### KUTIPAN
........
Barangsiapa Tidak Melawan Kita, Ia Ada di Pihak Kita

Dalam Injil Markus 9: 38-43, 45, 47- 48, kita menemukan percakapan Yesus dengan para murid yang mensiratkan beberapa hal yang penting: (1). sikap terhadap orang yang melayani dalam nama-Nya, (2). konsekuensi dari menyebabkan orang lain tersandung dalam iman, serta ajakan untuk hidup dalam kesucian, menghindari dosa, dan (3). melakukan apapun untuk men- jaga jiwa kita dari kerusakan kekal.

1. Penerimaan Terhadap Pelayanan yang Dilakukan dalam Nama Yesus (ay. 38-41)
Bagian ini dimulai dengan murid Yohanes berkata kepada Yesus, "Guru, kami melihat seseorang mengusir setan demi nama-Mu, dan kami melarang dia, karena ia bukan pengikut kita." Respon ini menunjukkan bahwa para murid pada saat itu memiliki pandangan yang eksklusif terhadap pelayanan, seolah-olah hanya mereka yang dekat secara fisik dengan Yesus yang memiliki hak untuk melakukan pekerjaan-Nya.

Namun, Yesus memberikan perspektif yang sangat berbeda. Ia menegur murid-muridnya dan mengatakan, “Jangan kamu melarang dia! Sebab tidak seorang pun yang telah mengadakan mujizat demi nama-Ku dapat seketika itu juga memfitnah Aku. Barang siapa tidak melawan kita, ia ada di pihak kita.” Yesus mengajarkan bahwa pelayanan dalam nama-Nya bukanlah tentang eksklusivitas kelompok tertentu, melainkan tentang hati yang berkomitmen kepada-Nya. Jika seseorang mengusir setan atau melakukan kebaikan demi nama Yesus, itu berarti orang tersebut berada di sisi yang sama dengan Kristus, bahkan jika ia bukan bagian dari lingkaran murid terdekat.
........
[Entri dari kumpulan data]
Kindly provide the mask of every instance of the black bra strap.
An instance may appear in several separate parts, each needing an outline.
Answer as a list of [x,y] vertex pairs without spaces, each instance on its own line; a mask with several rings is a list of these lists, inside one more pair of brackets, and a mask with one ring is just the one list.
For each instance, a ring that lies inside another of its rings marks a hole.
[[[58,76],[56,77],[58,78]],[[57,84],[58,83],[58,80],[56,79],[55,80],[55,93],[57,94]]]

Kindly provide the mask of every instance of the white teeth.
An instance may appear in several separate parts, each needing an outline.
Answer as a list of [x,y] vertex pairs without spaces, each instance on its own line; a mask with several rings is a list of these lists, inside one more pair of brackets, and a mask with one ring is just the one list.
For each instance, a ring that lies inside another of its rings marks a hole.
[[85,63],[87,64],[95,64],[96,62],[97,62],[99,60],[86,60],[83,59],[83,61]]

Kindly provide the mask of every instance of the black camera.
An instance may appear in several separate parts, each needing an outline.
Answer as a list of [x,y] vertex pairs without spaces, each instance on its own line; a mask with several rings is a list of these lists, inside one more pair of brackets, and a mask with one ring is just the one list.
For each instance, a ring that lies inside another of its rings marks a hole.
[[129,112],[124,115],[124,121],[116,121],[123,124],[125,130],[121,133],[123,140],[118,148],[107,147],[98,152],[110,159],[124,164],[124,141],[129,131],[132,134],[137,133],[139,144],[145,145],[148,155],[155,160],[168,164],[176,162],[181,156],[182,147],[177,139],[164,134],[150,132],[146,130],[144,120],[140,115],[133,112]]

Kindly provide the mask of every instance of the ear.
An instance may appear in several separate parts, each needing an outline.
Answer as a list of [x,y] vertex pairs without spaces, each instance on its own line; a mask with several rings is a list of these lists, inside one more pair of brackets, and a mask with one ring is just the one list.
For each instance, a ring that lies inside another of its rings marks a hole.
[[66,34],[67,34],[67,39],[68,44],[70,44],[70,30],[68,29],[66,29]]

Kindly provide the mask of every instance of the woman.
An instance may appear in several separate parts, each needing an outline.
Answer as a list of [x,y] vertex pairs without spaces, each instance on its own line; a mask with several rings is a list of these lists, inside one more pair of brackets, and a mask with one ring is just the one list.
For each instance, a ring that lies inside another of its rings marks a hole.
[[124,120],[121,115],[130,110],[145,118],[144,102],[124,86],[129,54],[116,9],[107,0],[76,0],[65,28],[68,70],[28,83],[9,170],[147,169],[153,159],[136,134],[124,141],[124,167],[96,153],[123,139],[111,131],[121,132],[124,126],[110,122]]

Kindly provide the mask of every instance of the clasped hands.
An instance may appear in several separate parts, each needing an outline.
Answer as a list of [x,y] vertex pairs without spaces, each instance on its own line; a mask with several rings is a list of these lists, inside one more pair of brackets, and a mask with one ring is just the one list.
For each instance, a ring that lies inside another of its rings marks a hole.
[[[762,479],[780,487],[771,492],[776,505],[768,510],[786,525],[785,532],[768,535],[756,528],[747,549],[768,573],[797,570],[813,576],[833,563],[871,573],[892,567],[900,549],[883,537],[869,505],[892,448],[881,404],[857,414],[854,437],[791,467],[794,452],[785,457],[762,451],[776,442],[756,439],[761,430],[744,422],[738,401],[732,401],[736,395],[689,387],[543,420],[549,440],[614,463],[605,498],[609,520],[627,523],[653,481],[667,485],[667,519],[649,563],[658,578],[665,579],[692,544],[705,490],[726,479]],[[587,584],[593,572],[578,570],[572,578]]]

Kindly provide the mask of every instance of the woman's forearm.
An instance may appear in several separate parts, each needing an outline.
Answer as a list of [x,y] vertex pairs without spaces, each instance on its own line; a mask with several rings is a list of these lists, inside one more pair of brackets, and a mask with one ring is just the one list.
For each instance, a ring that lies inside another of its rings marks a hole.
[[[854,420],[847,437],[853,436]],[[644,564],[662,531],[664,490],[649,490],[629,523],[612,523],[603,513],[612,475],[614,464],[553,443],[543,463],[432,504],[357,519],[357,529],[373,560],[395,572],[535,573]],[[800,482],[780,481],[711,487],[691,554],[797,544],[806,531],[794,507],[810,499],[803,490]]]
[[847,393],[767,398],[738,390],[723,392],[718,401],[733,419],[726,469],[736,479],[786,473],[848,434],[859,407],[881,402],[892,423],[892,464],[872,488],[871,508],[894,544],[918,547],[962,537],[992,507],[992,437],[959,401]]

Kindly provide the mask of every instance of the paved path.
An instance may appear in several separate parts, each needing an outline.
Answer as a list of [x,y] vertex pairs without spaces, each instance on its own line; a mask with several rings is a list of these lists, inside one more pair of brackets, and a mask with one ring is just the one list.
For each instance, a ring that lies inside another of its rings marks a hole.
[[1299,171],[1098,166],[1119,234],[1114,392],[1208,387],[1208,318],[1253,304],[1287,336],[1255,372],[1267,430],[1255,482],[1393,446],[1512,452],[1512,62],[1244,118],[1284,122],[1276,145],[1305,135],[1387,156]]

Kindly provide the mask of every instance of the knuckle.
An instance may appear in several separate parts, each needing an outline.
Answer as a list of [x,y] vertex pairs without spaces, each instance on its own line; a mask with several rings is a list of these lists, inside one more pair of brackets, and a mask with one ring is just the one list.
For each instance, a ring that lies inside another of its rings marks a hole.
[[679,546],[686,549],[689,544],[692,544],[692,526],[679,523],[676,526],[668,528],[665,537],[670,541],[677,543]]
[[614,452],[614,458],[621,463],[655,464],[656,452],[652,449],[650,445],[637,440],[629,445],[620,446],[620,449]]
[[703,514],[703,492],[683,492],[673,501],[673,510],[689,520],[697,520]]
........
### TUJUAN TUGAS
1. Dalam kutipan tentang Markus 9, apa alasan Yohanes melarang orang yang mengusir setan demi nama Yesus?
2. Lanjutkan kutipan tentang Markus 9, dimulai setelah kalimat terakhirnya.
Data di atas diambil dari sumber yang berbeda.

### JAWABAN
1. Karena orang itu bukan pengikut mereka.

2.
Ini adalah pelajaran penting bagi kita semua dalam gereja atau komunitas rohani. Kita sering kali tergoda untuk merasa bahwa hanya orang yang ada di komunitas atau gereja kita yang dapat melakukan pelayanan yang sah. Namun, ajaran Yesus mengajak kita untuk melihat pelayanan yang dilakukan dalam nama-Nya sebagai bagian dari karya Kerajaan Allah yang  lebih besar. Sebaliknya, kita diajak untuk bersukacita dan menghargai setiap tindakan kebaikan yang dilakukan demi nama Yesus, bahkan jika itu berasal dari seseorang di luar komunitas kita.

2. Jangan Menjadi Batu Sandungan (ay. 42)
Yesus kemudian memberikan peringatan keras tentang dampak negatif dari perilaku kita terhadap iman orang lain. Ia mengatakan bahwa "barang siapa menyesatkan salah satu dari anakanak kecil ini yang percaya kepada-Ku, lebih baik baginya jika sebuah batu kilangan diikatkan pada lehernya lalu ia dilemparkan ke dalam laut."

Frasa "anak-anak kecil" dalam teks ini tidak hanya merujuk pada anak-anak secara harfiah, tetapi juga bisa berarti orang-orang yang baru dalam iman atau yang lemah dalam keyakinan. Menjadi "batu sandungan" di sini berarti menyebabkan orang lain jatuh ke dalam dosa atau kehilangan iman. Peringatan Yesus sangat tegas: menyebabkan orang lain tersandung dalam iman adalah dosa besar dengan konsekuensi yang serius.

Hal ini mengundang kita untuk merenungkan bagaimana perilaku kita mempengaruhi orang lain, khususnya mereka yang baru dalam perjalanan iman mereka. Apakah kata-kata kita, tindakan kita, atau keputusan kita memperkuat iman orang lain, atau justru menghambat pertumbuhan mereka? Sebagai pengikut Kristus, kita dipanggil untuk menjadi teladan dan pendorong dalam iman, bukan penghalang atau penyebab kejatuhan orang lain.

3. Memotong Dosa dari Kehidupan (ay.43, 45, 47)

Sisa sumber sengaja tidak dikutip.